## BRIEF:
How many lines in the records below contain the string "shirt", with case counting? Reply with the number alone.

## LISTED RECORDS:

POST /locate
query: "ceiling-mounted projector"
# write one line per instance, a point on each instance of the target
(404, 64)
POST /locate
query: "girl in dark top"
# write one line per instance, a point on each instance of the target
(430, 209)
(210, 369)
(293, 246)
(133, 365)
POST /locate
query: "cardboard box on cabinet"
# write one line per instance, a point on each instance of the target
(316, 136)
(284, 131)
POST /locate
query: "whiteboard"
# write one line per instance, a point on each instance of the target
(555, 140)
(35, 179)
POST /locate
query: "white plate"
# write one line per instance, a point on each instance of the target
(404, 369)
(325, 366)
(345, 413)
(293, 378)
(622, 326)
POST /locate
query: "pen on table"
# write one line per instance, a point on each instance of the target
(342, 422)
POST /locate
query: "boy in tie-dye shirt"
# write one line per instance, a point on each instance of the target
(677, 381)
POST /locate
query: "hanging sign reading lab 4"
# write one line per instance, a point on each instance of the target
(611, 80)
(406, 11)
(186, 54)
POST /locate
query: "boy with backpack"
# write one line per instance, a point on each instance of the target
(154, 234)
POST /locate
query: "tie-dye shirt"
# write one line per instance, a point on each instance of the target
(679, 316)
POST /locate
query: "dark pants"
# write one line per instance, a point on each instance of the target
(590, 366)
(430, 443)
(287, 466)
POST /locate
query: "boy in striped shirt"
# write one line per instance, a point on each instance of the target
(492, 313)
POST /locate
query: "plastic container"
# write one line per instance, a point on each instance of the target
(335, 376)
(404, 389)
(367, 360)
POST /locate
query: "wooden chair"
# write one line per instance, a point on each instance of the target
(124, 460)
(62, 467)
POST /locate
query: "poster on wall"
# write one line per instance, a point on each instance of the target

## SOLUTION BELOW:
3